Testo fornito.
"""
Il sistema NGEU-PNRR incide, inoltre, sul contesto italiano. Non solo l’Italia è il principale destinatario dei finanziamenti europei ma, ad avviso di Fabbrini, l’esperimento italiano rappresenta il banco di prova per misurare l’efficacia stessa dell’intervento dell’Unione, pertanto, il successo dell’intero NGEU. Il fallimento politico-amministrativo del PNRR non sarebbe nocivo per il solo Paese, ma per tutta l’UE ed il suo futuro, sia in termini economico-finanziari che di complessiva credibilità del progetto europeo.

A questo proposito il volume si sofferma opportunamente sulle caratteristiche delle riforme individuate dal PNRR, fra le quali merita un particolare rilievo l’auspicata riforma della pubblica amministrazione (pp. 115 ss.). Per chi, come chi scrive, si occupa di diritto amministrativo, questa parte del volume contiene una serie di indicazioni di particolare interesse, sulle quali appare possibile soffermarsi in conclusione di queste note. Opportunamente l’Autore evidenzia come la crisi pandemica abbia determinato un tendenziale rafforzamento delle istituzioni pubbliche, viste come gli unici apparati idonei a rispondere ai periodici momenti di crisi degli ultimi due decenni: sul punto va aggiunto come emergenza terroristica, crisi economica, pandemia siano stati fattori esogeni che hanno aumentato la domanda di “Stato” (o, meglio, di intervento amministrativo nell’economia e nella società) nel corso degli ultimi anni.
"""
Consegna. Prosegui il testo sul PNRR partendo dopo l'ultima frase riportata.

Estratto dati.
"""
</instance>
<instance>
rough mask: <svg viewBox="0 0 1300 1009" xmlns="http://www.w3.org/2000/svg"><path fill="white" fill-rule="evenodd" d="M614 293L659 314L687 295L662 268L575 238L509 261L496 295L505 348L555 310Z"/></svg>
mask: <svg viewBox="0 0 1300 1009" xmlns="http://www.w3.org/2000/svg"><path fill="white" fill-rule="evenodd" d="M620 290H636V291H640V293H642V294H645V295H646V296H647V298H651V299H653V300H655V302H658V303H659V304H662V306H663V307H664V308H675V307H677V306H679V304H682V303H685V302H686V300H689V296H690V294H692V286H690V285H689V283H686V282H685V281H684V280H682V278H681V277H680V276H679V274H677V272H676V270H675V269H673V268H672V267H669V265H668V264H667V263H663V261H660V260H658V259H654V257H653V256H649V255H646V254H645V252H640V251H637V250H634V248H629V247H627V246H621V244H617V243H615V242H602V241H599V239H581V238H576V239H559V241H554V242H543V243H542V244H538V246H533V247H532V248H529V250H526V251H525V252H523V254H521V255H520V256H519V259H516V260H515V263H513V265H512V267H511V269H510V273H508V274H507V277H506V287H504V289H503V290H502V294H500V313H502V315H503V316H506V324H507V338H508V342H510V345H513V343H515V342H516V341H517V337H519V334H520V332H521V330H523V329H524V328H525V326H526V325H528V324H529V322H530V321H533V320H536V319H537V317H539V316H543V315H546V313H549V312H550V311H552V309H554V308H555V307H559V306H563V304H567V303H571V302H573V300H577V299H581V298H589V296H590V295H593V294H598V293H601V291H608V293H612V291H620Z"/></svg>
"""
Risposta.
Il NGEU, rappresenta, da questo punto di vista, l’ennesima conferma della necessità di un intervento pubblico programmato dai governi ed attuato dai singoli apparati amministrativi in luogo dell’intervento diretto dei privati, che non hanno mezzi, risorse, capacità di programmazione per far fronte alle crisi. Ne deriva una nuova espansione della sfera pubblica, non preconizzata dai corifei della “fine della storia” e della capacità autoregolativa dei mercati. Gli indici più evidenti del fenomeno sono rappresentati dalla progressiva ed apparentemente irreversibile centralità dell’attività dei governi statali (e della Commissione) nella stessa definizione delle politiche pubbliche, in luogo dei Parlamenti; dalla tendenza alla ricentralizzazione degli apparati amministrativi degli Stati, cui viene affidata la maggior parte delle iniziative volte ad implementare il PNRR; dalla correlata marginalizzazione delle Regioni e, soprattutto, degli enti locali, che sono sottoposti ad una sorta di vigilanza “tutoria” dello Stato nell’attuazione delle misure ad essi destinate.

Non si tratta di dati neutri sul piano assiologico e costituzionale: NGEU-PNRR possono essere attuati solamente da esperti, normalmente operanti ai vertici delle amministrazioni dello Stato. L’amministrazione di prossimità, vicina al cittadino, democraticamente eletta in ambito locale, rischia di essere ridotta a mero centro di spesa di risorse allocate dal centro per l’attuazione di progetti individuati ad hoc dai vertici amministrativi. L’amministrazione si centralizza e tecnicizza, anche con il supporto della digitalizzazione e, in questo, si allontana dal cittadino.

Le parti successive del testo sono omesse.